* TASK DIRECTIONS
Switch "puppy's head" to "dog's head" everywhere in the rows below, and give the rows again with nothing else changed.

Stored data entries
■ ■ ■

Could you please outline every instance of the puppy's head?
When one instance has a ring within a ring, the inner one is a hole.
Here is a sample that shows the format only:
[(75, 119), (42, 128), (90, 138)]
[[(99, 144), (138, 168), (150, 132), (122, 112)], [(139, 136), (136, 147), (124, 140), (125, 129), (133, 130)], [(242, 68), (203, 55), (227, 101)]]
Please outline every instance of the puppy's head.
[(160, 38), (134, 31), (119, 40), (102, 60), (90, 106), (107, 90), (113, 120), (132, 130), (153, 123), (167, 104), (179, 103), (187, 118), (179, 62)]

■ ■ ■

* RESPONSE TO THE TASK
Could you please outline every instance of the dog's head?
When one instance has a ring within a ring, the inner one is a hole.
Here is a sample that shows the format only:
[(75, 119), (42, 128), (90, 138)]
[[(99, 144), (138, 168), (150, 132), (122, 112)], [(139, 136), (136, 147), (124, 140), (125, 129), (133, 130)], [(242, 68), (203, 55), (227, 101)]]
Please outline every instance of the dog's head.
[(160, 38), (134, 31), (119, 40), (102, 60), (90, 106), (107, 90), (113, 120), (132, 130), (153, 123), (167, 104), (179, 103), (187, 118), (179, 62)]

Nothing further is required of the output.